== Excerpt provided ==
★ ★ ★ ★ ★

Does GTA derive sexual pleasure from sticking his foot in people's asses?
Does a bear crap in the woods? Do you enjoy sex and power tools? Is the Pope Catholic......
Why do I keep smashing a hydro-spanner into your skull?
Because you erroneously assume it'll make me less insane.
If the etymology is correct, isn't a hydrospanner just a spanner that has something to do with water?
That's why I was bashing you in the skull.....to diagnose your level of hydroencephalopathy.
Who is muy macho: Darth Vader or Darth Vader?
Anakin Skywalker.
Does GTA derive sexual pleasure from sticking his foot in people's asses?
Sadistic pleasure, but I can't say it turns me on. Actually it's getting kind of annoying not having my foot out of there but it's stuck.
If it's 2:05 PM, and the weather is snowy outside, what flavor is western goulash?
Hmm, probably South African...or maybe North European, depends on whether it contains hydrogenated fats and stuff...
If the printer is spouting ink from multiple crevices, would Western Ghoulash be currently in GTA's microwave/slash nuclear oven?
More likely in his iPod.
So, when will Dr. WHO be a woman?
Never.
Would the morons pushing for that also be for Romana (a female Time Lord who travelled with the Doctor from 1978-1981) returning as a man?
Be thankful I have no idea what you're talking about--snap out of it man!
Why is your ****in' dog stuck in my piano?
I'm not quite sure how to explain this ... so I won't!
Did you stick an airbag in my microwave in an ill-conceived attempt to kill me?
No. Mr. Bean did it. But it wasn't to kill you. He mistook it for a new popcorn.

★ ★ ★ ★ ★

== Data ==
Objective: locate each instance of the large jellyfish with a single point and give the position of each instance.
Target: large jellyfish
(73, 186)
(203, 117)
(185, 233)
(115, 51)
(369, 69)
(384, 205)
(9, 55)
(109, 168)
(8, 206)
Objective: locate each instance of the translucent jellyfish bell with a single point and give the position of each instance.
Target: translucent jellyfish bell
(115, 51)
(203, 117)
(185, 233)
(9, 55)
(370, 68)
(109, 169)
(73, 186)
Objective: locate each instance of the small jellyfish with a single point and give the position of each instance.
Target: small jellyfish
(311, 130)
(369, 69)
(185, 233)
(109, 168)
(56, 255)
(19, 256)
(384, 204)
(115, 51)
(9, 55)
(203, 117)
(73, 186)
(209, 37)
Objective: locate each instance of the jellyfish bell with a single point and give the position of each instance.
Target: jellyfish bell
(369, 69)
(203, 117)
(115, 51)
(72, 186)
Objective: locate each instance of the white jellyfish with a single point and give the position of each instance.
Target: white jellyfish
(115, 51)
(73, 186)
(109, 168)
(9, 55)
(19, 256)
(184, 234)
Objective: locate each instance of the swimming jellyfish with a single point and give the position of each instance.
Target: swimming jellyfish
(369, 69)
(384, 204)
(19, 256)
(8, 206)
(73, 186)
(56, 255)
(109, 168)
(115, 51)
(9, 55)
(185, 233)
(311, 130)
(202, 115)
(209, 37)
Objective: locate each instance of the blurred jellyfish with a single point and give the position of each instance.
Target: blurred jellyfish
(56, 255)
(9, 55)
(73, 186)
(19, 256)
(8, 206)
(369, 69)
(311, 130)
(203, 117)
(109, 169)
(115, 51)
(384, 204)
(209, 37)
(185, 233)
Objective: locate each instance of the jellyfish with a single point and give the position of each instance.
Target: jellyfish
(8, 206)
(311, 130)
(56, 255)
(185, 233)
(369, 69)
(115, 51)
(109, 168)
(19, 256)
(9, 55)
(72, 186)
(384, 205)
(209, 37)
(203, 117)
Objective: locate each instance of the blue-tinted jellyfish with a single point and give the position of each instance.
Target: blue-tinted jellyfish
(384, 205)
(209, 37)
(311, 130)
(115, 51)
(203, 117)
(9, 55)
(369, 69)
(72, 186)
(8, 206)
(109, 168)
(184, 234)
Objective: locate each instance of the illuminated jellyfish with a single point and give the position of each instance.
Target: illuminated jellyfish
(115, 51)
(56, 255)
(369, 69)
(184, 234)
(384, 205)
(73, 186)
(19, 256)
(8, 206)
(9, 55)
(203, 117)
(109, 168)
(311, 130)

★ ★ ★ ★ ★

== Complete the following ==
(a) In the question-and-answer thread, do the following statements agree with the text? (i) The reply to the question of when Dr. WHO will be a woman is a single word. (ii) Romana is described as a female Time Lord who traveled with the Doctor. (iii) The airbag was put in the microwave to kill the person asking.
(b) Copy the part of the question-and-answer thread that opens with the words containing "Hmm, probably South" and closes with "out of it man!", swapping "iPod" for "toaster".

== Answers to the problems ==
(a)
(i) Yes: "Never."
(ii) Yes: "(a female Time Lord who travelled with the Doctor from 1978-1981)"
(iii) No: "But it wasn't to kill you. He mistook it for a new popcorn."

(b)
Hmm, probably South African...or maybe North European, depends on whether it contains hydrogenated fats and stuff...
If the printer is spouting ink from multiple crevices, would Western Ghoulash be currently in GTA's microwave/slash nuclear oven?
More likely in his toaster.
So, when will Dr. WHO be a woman?
Never.
Would the morons pushing for that also be for Romana (a female Time Lord who travelled with the Doctor from 1978-1981) returning as a man?
Be thankful I have no idea what you're talking about--snap out of it man!